DATA FOR THE TASK:
···

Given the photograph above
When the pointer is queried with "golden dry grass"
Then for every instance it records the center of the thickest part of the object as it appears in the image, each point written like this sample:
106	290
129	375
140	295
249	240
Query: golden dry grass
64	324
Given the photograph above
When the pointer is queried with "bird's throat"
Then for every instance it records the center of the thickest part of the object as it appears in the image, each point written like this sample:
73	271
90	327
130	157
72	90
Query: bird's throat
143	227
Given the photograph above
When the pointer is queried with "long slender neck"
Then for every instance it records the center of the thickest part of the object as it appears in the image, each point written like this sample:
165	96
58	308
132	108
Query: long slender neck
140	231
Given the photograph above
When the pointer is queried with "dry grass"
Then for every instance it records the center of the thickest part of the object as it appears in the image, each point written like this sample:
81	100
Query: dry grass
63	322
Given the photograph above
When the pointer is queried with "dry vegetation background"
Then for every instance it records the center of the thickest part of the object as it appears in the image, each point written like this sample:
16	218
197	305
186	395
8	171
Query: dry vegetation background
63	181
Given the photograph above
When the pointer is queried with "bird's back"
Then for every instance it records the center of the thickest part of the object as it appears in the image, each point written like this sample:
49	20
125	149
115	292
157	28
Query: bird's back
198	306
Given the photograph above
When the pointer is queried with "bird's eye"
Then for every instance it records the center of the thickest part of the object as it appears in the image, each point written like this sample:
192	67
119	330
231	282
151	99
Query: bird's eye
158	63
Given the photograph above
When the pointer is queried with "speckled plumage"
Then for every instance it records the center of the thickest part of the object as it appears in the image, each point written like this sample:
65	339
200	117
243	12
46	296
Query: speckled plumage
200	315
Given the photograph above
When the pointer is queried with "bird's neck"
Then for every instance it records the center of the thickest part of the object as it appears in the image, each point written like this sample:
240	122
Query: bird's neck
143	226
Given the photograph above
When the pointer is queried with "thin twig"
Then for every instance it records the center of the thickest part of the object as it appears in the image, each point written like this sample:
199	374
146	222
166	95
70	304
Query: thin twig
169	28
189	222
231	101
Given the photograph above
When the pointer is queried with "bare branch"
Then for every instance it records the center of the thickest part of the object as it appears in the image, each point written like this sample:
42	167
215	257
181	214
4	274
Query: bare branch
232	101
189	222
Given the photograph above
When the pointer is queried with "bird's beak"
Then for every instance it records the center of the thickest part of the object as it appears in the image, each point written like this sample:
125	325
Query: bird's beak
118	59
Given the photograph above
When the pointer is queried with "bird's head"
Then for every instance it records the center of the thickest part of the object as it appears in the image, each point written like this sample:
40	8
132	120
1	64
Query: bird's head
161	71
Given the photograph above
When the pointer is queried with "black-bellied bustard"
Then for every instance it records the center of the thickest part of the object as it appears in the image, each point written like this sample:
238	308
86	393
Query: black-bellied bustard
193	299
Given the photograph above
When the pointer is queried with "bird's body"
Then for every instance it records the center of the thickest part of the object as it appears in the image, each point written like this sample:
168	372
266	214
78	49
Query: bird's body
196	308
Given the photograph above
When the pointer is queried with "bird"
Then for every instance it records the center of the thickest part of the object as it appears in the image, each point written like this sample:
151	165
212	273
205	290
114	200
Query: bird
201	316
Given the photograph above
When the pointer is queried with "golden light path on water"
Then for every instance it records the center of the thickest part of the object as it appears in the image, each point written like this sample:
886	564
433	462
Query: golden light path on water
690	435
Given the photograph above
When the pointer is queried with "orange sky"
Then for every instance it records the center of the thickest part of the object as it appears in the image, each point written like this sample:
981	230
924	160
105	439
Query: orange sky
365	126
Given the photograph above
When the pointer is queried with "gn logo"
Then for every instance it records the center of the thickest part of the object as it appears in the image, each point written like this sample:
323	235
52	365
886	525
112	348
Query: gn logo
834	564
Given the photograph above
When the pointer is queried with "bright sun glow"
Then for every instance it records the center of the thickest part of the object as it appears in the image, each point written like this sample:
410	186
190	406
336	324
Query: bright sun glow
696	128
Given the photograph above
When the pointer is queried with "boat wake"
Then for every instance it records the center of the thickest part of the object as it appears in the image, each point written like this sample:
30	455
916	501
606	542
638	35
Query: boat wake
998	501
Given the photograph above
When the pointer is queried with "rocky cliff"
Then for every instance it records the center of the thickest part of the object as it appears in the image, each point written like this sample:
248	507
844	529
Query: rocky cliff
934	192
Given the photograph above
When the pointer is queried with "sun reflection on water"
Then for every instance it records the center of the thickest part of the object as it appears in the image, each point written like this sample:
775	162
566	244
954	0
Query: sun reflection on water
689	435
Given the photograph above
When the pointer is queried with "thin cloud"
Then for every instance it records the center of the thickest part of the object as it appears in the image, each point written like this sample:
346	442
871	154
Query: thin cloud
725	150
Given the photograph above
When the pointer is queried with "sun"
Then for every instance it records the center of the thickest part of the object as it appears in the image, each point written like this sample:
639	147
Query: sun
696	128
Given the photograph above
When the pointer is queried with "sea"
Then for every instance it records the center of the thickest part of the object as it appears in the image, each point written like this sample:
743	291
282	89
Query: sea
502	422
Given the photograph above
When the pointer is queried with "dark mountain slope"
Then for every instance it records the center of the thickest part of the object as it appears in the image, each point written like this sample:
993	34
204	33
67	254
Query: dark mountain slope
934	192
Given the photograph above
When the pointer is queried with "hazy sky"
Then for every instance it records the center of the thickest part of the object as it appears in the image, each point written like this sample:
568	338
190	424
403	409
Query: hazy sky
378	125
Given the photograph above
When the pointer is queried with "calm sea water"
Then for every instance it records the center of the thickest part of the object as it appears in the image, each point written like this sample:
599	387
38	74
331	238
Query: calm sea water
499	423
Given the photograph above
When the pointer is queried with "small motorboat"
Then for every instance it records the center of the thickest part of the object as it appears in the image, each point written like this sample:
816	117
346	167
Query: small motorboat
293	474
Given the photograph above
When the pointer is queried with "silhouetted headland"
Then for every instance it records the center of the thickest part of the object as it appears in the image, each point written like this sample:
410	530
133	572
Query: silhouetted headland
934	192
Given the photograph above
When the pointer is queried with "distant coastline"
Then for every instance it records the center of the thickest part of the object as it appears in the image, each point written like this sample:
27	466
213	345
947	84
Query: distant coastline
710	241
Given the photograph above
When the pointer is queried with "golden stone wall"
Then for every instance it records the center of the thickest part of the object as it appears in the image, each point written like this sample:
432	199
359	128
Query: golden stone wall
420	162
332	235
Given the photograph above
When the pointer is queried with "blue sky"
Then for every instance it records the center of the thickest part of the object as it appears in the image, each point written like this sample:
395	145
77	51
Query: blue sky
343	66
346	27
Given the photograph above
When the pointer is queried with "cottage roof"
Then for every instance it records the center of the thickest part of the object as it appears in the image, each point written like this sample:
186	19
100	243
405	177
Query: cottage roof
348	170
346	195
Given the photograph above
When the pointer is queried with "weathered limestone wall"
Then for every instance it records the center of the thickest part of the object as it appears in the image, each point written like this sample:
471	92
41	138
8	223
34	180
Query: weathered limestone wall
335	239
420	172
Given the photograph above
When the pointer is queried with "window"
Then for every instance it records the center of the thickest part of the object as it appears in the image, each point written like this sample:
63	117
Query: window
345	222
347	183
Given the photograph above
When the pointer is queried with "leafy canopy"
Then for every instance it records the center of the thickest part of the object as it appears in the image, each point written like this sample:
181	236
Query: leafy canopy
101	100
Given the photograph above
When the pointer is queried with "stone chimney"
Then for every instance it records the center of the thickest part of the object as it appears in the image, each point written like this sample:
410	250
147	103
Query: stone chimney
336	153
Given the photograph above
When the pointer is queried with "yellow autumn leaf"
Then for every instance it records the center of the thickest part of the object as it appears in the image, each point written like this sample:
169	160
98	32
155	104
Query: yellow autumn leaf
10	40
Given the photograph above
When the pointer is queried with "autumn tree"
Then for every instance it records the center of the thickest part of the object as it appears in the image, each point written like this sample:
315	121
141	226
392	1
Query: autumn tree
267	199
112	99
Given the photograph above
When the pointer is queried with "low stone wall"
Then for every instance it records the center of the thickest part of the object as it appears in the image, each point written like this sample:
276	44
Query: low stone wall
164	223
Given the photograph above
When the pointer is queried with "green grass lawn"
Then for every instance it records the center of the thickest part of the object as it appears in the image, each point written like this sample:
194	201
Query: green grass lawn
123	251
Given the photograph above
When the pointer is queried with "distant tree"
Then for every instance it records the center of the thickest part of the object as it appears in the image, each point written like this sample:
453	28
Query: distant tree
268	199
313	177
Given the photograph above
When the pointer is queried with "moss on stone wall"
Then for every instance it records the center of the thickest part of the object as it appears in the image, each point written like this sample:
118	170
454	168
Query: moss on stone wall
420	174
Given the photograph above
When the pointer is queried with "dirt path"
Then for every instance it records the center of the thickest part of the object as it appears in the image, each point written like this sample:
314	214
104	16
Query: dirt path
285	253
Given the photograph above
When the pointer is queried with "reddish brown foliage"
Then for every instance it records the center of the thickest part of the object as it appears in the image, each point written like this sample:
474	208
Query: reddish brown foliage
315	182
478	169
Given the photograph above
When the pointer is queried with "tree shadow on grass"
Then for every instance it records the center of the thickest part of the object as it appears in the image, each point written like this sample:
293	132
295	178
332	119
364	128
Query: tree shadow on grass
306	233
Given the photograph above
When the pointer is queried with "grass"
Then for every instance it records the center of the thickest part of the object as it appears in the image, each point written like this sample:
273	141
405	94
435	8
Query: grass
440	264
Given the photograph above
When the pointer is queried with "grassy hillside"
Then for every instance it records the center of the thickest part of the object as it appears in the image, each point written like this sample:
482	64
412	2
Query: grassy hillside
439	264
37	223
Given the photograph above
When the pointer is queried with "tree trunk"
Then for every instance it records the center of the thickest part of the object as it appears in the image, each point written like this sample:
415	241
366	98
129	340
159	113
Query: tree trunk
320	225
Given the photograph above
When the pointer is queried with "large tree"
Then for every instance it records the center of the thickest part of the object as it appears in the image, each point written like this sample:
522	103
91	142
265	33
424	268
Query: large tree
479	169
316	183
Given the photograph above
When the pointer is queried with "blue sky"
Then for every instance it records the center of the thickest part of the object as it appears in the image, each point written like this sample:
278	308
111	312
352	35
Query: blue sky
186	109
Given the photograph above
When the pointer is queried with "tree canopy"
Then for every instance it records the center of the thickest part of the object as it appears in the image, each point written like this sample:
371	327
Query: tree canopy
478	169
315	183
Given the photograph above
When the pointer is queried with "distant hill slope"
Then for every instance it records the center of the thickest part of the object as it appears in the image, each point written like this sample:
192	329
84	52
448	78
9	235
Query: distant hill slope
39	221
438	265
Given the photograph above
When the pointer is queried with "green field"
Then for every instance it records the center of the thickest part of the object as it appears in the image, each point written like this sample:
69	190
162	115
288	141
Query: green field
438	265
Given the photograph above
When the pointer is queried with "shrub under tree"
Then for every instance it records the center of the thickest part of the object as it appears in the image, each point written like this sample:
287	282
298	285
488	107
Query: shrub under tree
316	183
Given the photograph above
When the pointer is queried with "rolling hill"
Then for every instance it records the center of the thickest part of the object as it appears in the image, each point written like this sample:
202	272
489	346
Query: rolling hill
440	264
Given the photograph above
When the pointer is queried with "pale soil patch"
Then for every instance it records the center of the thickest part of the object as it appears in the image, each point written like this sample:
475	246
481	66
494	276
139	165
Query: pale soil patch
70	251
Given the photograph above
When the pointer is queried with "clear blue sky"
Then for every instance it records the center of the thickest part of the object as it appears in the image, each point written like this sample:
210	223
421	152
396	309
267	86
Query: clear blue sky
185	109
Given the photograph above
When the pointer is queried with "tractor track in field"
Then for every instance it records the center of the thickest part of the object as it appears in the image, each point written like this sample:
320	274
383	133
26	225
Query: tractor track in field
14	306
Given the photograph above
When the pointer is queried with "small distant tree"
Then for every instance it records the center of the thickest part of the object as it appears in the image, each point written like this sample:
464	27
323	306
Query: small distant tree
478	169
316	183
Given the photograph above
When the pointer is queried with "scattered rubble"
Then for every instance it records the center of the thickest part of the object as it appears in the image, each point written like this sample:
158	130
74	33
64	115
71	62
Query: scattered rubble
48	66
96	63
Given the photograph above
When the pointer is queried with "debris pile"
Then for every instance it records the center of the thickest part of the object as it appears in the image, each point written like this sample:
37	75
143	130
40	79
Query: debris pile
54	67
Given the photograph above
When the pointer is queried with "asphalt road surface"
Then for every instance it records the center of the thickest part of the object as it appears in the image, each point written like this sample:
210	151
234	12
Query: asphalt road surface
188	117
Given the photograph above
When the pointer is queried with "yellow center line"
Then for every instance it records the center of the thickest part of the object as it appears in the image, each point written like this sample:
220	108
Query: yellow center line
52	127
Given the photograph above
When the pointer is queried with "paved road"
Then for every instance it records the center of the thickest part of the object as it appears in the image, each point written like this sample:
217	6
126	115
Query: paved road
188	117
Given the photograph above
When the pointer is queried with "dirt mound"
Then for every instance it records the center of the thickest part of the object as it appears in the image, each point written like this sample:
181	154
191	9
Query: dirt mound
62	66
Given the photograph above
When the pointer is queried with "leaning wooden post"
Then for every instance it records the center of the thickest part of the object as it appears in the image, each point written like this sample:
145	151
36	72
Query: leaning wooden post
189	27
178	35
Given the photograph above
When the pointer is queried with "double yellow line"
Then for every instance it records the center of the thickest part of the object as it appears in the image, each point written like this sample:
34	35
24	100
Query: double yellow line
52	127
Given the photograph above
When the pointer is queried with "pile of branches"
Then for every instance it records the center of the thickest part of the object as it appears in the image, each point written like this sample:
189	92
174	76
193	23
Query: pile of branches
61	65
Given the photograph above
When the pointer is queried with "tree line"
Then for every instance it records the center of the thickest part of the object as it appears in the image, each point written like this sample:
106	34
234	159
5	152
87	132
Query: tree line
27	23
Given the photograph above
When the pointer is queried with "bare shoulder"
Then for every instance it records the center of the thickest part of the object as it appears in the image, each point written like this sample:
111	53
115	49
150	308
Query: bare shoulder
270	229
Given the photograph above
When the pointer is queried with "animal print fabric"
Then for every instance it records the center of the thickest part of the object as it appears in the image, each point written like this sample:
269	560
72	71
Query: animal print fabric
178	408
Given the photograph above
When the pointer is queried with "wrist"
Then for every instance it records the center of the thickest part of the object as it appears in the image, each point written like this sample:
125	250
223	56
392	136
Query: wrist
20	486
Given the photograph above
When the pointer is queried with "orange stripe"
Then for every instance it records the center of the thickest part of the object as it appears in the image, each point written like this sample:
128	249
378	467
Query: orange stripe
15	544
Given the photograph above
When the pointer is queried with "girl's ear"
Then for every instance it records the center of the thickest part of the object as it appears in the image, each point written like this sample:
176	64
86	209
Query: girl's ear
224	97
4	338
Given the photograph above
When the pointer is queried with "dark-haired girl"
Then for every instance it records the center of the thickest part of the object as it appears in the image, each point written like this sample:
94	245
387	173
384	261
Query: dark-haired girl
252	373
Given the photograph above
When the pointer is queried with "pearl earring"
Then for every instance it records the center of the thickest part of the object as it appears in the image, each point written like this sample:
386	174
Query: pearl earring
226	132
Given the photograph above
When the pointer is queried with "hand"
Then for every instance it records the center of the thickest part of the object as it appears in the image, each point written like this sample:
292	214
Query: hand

···

HOW TO COMPLETE THIS TASK: Count each line of the material that includes the string "hand", then give only the total.

RESULT OF THE TASK: 2